WHAT TO DO
Copy the data below word for word, beginning with the line that contains "Please spot the framed" and continuing through the last line of the data.

DATA FOR THIS TASK
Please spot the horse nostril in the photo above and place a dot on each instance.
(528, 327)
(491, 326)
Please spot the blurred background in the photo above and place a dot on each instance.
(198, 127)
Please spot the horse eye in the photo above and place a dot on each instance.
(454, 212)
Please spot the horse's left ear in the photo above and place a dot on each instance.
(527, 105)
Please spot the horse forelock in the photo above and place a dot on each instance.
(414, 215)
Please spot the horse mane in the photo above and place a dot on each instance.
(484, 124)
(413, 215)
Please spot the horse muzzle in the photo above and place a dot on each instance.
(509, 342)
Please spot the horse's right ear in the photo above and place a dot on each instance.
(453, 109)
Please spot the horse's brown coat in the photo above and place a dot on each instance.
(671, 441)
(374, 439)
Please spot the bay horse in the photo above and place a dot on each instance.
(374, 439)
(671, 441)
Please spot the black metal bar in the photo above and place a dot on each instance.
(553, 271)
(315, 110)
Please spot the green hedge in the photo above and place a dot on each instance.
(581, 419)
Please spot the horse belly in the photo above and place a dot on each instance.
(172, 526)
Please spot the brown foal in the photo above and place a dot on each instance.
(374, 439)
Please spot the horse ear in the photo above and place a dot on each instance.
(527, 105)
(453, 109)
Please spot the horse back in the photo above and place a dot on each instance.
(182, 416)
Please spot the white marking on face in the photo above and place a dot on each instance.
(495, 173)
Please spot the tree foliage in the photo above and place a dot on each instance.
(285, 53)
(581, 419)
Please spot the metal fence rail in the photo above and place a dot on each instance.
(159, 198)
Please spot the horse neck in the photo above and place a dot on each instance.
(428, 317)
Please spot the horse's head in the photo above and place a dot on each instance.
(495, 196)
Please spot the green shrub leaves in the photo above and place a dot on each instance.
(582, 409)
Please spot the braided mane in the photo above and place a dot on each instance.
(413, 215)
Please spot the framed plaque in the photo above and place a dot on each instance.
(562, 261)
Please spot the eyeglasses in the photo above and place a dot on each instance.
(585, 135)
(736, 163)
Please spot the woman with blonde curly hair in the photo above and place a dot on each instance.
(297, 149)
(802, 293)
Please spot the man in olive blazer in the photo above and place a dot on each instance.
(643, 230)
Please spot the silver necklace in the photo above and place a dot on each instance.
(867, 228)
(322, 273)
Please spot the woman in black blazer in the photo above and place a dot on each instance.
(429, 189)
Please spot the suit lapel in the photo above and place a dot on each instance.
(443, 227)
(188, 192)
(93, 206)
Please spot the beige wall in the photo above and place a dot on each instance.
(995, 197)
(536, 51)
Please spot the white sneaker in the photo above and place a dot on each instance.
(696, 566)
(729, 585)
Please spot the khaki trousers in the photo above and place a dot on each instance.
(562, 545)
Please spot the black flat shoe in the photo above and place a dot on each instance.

RESPONSE TO THIS EXERCISE
Please spot the framed plaque in the photo above and place a dot on each instance.
(562, 261)
Please spot the eyeglasses in the photo above and place a dot on each instance.
(585, 135)
(736, 163)
Please spot the woman with blonde curly hair in the photo above and place a dot on each instance.
(297, 149)
(802, 293)
Please spot the man in olive blazer in the photo above and place a dot on each instance.
(643, 230)
Please spot the silver necklace in the photo above and place a dot on each instance.
(867, 228)
(322, 273)
Please spot the woman in black blazer in the photo above and place a dot on each instance.
(429, 189)
Please spot the suit lapel in the photo above and place a dot on each instance.
(443, 227)
(188, 192)
(93, 206)
Please spot the beige wall in the photo above and place a dot on each instance.
(995, 197)
(536, 51)
Please spot the white sneaker in the photo above and place a dot on each instance.
(696, 566)
(729, 585)
Please spot the khaki trousers in the photo above and place a dot on each instance.
(562, 545)
Please spot the black flat shoe in the photo above and place a dot on each instance.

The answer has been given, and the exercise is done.